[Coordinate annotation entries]
-- START --

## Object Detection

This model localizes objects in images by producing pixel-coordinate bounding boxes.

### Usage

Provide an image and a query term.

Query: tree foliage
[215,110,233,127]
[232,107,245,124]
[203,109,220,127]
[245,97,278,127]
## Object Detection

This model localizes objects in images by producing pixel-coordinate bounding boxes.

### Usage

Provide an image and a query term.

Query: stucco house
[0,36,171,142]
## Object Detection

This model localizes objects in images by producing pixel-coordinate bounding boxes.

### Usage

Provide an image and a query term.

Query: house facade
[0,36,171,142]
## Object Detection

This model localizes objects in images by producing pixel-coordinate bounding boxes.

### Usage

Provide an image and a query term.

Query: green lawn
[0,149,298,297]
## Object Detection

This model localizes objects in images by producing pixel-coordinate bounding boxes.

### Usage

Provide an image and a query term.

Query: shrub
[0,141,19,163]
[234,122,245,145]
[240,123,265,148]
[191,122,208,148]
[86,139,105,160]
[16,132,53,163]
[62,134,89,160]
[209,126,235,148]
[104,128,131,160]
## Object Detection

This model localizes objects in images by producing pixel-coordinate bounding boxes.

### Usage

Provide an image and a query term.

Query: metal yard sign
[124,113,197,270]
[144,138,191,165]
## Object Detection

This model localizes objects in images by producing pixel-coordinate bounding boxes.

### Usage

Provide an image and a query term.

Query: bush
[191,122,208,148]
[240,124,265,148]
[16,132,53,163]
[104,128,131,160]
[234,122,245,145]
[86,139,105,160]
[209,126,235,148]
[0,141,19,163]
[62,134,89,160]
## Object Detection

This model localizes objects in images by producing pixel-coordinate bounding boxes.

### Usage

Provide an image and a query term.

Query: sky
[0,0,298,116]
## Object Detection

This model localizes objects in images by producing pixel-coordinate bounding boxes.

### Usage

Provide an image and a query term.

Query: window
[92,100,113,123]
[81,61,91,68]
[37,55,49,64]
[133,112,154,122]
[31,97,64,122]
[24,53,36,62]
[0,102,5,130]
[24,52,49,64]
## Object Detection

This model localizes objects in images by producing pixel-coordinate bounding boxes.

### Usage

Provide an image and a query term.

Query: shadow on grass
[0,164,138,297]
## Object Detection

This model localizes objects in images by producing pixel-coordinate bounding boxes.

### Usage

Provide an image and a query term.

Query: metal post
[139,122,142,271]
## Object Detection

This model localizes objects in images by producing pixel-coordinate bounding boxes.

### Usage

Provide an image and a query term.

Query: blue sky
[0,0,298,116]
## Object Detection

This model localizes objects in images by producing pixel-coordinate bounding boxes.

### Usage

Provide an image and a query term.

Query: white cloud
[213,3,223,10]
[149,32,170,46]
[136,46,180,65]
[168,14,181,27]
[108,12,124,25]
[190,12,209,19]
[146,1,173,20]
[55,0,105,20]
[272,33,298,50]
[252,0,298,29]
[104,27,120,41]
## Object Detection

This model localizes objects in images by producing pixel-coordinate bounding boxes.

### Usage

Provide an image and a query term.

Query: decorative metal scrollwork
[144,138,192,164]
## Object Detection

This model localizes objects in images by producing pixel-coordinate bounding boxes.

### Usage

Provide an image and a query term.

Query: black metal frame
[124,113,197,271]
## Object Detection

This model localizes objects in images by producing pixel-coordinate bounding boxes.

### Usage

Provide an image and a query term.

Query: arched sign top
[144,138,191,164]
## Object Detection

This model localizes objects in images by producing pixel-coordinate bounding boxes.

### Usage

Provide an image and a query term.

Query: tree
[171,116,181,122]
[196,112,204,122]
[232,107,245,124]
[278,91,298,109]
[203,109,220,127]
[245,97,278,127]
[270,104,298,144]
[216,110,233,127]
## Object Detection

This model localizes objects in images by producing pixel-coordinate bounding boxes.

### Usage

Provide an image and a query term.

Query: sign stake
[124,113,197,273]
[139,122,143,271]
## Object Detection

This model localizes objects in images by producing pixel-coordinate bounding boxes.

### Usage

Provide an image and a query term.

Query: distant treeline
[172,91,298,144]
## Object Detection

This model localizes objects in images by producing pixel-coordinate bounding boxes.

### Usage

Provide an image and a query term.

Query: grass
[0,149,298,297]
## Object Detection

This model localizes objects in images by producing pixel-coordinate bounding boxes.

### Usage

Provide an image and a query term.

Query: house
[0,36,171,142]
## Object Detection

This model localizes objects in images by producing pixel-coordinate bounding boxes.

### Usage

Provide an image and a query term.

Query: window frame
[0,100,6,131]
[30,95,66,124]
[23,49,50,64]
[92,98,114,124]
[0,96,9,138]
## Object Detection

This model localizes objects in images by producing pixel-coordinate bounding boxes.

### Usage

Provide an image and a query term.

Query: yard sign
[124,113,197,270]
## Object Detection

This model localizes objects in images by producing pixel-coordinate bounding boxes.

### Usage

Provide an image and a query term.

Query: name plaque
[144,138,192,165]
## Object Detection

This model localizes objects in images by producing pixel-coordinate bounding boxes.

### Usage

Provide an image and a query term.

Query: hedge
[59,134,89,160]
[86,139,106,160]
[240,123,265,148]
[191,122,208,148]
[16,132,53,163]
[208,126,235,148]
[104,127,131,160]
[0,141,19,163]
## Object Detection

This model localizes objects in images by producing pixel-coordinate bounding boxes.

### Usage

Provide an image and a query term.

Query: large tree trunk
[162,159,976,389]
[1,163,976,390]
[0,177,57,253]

-- END --

* **Your task**
Pull out each line of the data above that includes the word "metal", copying those lines unchanged.

* **Final answer**
Query: metal yard sign
Query: metal post
Query: decorative metal scrollwork
Query: black metal frame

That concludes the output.